**WORK INSTRUCTIONS**
Give the lines from the records as a numbered list, starting at the line that contains "For every <instance>" and stopping after the line that contains "positive clicks: (356, 230)". Leave out any blank lines.
┄┄┄┄┄┄┄┄┄┄┄┄┄┄┄┄┄┄┄┄
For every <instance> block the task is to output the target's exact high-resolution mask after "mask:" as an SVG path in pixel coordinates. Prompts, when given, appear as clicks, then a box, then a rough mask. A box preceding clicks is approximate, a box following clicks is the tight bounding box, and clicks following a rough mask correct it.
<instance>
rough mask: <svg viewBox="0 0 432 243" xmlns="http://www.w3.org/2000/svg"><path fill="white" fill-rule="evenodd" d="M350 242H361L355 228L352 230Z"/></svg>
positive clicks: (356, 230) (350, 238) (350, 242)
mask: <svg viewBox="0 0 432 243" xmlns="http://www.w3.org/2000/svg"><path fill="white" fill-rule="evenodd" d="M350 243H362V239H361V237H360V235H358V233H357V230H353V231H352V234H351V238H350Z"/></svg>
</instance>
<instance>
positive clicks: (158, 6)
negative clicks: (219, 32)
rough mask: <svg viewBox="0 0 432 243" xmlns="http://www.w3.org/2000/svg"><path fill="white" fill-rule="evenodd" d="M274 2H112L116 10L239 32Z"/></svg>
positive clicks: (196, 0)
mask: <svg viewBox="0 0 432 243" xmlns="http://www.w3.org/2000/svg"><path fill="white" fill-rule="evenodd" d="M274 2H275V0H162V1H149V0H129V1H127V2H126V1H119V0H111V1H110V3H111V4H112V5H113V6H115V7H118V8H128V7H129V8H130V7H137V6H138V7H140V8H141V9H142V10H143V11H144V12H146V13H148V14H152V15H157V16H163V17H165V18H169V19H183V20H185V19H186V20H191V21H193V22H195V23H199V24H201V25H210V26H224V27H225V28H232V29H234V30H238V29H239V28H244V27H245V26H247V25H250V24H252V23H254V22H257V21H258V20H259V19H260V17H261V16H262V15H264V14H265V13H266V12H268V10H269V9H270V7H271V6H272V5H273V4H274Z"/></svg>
┄┄┄┄┄┄┄┄┄┄┄┄┄┄┄┄┄┄┄┄
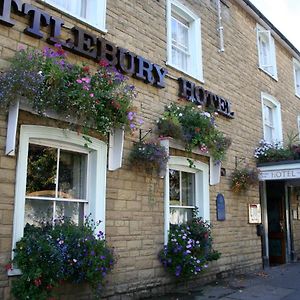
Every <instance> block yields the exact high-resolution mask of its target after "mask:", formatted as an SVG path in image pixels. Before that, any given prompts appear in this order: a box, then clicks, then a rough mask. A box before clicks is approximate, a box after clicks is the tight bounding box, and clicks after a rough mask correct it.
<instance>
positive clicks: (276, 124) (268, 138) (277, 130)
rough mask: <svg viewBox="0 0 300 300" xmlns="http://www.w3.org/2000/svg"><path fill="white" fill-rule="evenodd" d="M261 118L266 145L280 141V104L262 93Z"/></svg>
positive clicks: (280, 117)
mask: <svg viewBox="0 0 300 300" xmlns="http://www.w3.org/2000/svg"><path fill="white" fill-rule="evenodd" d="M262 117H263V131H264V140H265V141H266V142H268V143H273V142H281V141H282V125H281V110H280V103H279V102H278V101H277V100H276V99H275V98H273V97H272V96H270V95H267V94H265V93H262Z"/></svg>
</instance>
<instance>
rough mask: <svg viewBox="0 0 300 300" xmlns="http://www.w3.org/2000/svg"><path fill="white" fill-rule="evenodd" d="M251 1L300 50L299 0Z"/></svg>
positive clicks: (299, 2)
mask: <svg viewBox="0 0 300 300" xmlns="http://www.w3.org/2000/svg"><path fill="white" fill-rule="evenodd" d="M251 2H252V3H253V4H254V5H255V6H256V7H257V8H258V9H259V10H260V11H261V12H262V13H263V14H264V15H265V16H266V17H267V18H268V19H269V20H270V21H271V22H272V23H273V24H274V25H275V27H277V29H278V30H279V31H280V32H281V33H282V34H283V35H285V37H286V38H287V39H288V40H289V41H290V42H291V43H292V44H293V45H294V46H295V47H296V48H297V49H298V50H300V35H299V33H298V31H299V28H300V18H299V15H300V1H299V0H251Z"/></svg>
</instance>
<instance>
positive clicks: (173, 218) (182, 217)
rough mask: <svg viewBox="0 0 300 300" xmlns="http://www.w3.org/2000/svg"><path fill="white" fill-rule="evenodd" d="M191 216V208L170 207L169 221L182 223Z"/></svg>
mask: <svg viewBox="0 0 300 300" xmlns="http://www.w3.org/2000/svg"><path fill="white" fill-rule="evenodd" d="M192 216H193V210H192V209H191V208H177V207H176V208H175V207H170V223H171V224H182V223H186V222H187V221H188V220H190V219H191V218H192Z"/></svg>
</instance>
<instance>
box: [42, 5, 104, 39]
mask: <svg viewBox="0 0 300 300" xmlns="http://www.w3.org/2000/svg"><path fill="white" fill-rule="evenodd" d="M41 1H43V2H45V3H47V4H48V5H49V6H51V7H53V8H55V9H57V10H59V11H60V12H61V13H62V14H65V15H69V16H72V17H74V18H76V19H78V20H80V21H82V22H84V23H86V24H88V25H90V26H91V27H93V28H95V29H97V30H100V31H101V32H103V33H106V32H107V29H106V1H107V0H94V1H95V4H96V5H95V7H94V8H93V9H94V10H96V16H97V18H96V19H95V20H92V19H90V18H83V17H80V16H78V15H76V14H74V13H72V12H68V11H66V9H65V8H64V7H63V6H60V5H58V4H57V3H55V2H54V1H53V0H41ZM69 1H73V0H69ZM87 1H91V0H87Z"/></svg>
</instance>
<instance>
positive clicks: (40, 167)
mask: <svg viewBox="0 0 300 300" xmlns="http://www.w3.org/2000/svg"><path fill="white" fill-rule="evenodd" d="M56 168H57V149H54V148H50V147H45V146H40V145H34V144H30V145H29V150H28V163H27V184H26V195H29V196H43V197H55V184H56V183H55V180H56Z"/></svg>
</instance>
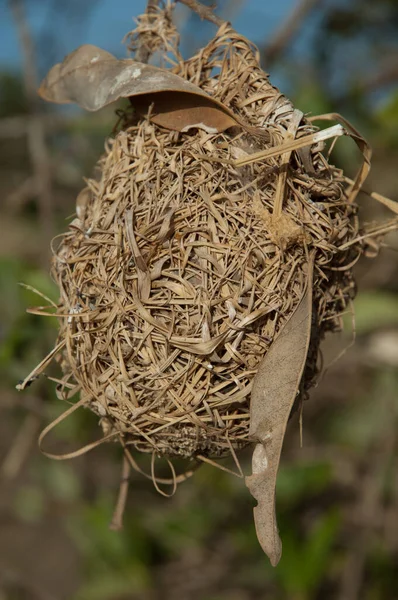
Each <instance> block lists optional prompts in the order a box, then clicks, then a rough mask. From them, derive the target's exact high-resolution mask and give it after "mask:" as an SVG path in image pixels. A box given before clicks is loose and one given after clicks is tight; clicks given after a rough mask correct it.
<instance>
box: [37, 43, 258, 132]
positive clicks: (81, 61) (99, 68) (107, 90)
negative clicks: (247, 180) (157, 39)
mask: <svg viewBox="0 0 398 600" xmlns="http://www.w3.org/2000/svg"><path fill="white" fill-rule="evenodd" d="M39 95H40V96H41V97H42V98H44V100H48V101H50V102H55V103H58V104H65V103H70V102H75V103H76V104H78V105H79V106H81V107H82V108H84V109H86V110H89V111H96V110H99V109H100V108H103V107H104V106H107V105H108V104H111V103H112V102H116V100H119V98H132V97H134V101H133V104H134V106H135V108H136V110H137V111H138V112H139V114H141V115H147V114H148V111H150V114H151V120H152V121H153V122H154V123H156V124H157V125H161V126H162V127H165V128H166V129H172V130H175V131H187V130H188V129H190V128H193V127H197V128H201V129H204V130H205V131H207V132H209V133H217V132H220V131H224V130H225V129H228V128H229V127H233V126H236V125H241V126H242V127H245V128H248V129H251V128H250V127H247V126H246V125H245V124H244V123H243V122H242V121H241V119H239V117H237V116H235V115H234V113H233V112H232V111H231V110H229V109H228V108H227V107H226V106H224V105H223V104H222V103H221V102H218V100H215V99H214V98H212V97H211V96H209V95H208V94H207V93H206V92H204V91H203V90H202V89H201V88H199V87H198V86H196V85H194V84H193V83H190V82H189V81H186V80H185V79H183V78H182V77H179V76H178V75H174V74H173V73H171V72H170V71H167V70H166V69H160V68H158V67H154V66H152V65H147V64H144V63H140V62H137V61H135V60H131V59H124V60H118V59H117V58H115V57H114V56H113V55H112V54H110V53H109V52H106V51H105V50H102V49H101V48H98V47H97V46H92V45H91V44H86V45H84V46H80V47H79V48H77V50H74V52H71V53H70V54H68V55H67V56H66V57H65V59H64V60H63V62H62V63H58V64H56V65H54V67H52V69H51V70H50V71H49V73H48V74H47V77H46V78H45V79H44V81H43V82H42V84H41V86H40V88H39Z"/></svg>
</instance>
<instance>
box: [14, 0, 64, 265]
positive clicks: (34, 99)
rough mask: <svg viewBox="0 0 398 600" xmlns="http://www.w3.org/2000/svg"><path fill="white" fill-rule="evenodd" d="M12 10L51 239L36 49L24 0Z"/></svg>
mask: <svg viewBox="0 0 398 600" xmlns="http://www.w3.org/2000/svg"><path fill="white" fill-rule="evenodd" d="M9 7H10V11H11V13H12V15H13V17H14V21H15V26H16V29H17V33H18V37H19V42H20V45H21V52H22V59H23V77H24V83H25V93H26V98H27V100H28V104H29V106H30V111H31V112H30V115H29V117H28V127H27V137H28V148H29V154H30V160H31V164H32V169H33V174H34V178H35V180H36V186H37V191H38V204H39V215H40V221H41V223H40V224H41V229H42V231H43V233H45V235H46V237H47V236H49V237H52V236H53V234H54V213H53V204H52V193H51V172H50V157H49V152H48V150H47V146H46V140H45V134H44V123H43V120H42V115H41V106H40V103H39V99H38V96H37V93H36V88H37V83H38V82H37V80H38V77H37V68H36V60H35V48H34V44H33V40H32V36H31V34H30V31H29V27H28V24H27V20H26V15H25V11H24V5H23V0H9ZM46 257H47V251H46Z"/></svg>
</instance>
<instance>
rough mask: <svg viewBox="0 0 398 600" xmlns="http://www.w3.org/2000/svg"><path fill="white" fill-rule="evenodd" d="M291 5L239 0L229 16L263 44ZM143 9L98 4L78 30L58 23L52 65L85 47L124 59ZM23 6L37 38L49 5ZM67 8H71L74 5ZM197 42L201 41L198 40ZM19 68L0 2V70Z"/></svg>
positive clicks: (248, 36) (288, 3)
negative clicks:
┄┄┄┄┄┄┄┄┄┄┄┄┄┄┄┄┄┄┄┄
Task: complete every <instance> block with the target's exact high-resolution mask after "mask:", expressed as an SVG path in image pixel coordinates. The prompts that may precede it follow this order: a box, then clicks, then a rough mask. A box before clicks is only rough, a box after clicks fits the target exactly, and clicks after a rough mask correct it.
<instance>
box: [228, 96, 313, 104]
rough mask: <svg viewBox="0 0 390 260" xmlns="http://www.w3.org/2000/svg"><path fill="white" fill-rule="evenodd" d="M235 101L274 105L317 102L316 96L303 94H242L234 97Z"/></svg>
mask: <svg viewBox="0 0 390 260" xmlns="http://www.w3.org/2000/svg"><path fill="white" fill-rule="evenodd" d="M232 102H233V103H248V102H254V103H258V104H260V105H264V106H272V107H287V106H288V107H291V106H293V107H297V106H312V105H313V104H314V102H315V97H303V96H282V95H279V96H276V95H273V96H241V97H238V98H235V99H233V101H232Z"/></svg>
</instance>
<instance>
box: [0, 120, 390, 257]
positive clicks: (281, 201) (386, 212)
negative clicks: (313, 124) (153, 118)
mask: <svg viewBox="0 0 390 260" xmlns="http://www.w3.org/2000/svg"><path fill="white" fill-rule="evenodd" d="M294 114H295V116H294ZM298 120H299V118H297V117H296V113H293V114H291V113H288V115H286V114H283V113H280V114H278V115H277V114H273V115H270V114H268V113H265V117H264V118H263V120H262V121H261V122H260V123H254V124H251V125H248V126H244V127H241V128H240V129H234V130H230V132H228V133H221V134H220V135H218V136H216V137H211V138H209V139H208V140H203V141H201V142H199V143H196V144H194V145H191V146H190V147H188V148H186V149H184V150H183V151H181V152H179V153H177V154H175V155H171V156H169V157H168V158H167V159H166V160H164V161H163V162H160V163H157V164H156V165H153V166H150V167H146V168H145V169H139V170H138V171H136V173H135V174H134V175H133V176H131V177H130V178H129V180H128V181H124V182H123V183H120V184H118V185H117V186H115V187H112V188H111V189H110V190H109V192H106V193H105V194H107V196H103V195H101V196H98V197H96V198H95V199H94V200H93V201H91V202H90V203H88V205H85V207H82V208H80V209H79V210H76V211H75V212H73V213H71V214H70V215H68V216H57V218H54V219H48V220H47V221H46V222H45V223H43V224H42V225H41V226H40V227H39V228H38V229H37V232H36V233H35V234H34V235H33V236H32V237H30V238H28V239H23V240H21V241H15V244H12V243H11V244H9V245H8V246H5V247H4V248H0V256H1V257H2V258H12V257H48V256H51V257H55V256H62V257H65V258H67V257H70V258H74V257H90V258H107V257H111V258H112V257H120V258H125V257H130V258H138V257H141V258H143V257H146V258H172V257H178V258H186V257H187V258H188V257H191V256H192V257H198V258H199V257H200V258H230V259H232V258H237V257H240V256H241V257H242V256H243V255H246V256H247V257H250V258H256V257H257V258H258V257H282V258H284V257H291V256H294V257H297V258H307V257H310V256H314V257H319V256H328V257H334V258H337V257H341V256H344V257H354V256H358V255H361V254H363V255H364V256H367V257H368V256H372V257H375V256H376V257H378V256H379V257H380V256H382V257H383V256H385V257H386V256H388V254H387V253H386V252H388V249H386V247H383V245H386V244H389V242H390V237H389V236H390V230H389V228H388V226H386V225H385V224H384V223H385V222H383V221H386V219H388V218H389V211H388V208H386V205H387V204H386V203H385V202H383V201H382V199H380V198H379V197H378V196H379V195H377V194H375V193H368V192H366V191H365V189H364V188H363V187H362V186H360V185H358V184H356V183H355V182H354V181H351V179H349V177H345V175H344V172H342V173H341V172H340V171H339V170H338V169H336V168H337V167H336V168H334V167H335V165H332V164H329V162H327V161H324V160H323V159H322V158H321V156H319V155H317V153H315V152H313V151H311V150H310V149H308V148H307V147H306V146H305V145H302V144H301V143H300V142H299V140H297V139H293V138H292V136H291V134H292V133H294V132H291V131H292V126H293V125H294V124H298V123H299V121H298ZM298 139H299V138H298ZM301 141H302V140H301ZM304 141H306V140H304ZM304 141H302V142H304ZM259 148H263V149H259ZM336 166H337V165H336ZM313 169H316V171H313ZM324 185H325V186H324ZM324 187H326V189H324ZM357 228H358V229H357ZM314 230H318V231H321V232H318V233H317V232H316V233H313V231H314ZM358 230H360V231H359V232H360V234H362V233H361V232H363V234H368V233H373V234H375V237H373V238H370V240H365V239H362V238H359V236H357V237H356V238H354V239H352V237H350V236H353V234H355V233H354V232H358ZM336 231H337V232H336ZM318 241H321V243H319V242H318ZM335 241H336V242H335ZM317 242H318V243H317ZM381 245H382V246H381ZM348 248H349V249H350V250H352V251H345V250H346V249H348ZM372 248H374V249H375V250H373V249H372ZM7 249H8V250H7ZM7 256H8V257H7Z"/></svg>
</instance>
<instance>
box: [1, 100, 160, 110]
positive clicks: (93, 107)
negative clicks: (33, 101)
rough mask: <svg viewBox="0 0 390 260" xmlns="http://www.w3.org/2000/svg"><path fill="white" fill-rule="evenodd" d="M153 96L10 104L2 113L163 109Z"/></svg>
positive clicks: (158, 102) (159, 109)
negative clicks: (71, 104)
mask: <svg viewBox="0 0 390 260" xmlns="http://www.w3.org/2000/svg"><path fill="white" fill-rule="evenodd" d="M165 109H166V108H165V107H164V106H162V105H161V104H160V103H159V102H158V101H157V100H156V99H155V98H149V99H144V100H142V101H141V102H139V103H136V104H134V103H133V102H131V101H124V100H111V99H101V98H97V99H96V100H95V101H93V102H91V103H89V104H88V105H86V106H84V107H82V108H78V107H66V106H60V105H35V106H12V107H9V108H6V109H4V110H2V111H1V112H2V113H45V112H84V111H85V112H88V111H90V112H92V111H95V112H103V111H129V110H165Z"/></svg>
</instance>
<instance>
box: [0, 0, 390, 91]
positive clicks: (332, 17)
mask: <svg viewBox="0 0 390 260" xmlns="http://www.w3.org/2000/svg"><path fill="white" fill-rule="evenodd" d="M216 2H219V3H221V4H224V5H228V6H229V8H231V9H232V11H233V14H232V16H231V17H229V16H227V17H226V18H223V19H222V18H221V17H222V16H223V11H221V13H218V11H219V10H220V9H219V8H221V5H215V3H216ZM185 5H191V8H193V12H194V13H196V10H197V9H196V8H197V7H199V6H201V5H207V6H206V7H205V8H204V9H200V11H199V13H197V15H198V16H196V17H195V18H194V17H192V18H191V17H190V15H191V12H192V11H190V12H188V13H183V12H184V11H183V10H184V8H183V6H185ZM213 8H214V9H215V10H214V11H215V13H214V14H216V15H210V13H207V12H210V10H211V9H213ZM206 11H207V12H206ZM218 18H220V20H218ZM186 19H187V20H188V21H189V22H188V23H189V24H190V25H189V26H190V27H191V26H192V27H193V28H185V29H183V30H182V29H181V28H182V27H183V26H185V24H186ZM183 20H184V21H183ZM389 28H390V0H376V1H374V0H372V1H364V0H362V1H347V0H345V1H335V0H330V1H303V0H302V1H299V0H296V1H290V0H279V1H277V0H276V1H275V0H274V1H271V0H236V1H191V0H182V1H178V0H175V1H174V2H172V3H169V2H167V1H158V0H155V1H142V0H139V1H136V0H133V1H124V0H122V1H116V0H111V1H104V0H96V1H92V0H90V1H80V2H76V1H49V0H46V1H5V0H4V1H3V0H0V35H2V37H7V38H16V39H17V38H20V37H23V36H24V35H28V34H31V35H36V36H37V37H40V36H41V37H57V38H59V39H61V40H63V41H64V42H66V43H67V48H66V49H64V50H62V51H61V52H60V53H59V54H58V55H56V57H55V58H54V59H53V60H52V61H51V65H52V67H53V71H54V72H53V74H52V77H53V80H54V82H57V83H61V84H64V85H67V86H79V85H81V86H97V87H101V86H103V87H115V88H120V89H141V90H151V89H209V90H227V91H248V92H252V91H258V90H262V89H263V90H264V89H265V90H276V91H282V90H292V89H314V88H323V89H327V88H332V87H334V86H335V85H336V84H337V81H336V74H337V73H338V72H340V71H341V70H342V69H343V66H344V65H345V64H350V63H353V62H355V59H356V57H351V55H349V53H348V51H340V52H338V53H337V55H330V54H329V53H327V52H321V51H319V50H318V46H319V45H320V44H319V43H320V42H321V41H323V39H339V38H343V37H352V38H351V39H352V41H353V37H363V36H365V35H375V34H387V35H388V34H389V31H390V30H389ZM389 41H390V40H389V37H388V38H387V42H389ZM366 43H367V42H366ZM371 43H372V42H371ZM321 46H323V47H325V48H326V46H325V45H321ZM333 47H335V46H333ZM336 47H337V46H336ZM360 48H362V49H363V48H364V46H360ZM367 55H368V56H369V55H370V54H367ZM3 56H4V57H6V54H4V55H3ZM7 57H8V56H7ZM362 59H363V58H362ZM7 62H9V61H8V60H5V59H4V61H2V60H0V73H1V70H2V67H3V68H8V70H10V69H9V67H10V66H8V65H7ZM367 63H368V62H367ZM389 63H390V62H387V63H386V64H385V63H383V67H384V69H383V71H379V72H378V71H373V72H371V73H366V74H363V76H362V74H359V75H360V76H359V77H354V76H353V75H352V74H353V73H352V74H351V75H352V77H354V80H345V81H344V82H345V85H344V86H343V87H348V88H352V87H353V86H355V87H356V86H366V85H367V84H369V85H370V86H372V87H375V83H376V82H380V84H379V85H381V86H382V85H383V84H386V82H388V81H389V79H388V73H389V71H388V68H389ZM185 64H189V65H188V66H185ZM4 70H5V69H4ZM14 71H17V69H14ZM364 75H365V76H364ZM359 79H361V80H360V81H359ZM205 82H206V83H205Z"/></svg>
┄┄┄┄┄┄┄┄┄┄┄┄┄┄┄┄┄┄┄┄
**ANSWER FOR THE TASK**
1. For every <instance> block the task is to output the target's exact high-resolution mask after "mask:" as an SVG path in pixel coordinates. Prompts, when given, appear as clicks, then a box, then a rough mask. A box preceding clicks is approximate, a box following clicks is the tight bounding box, and clicks following a rough mask correct it.
2. <instance>
3. rough mask: <svg viewBox="0 0 432 243" xmlns="http://www.w3.org/2000/svg"><path fill="white" fill-rule="evenodd" d="M350 242H361L355 228L352 230Z"/></svg>
4. positive clicks: (356, 230) (350, 238) (350, 242)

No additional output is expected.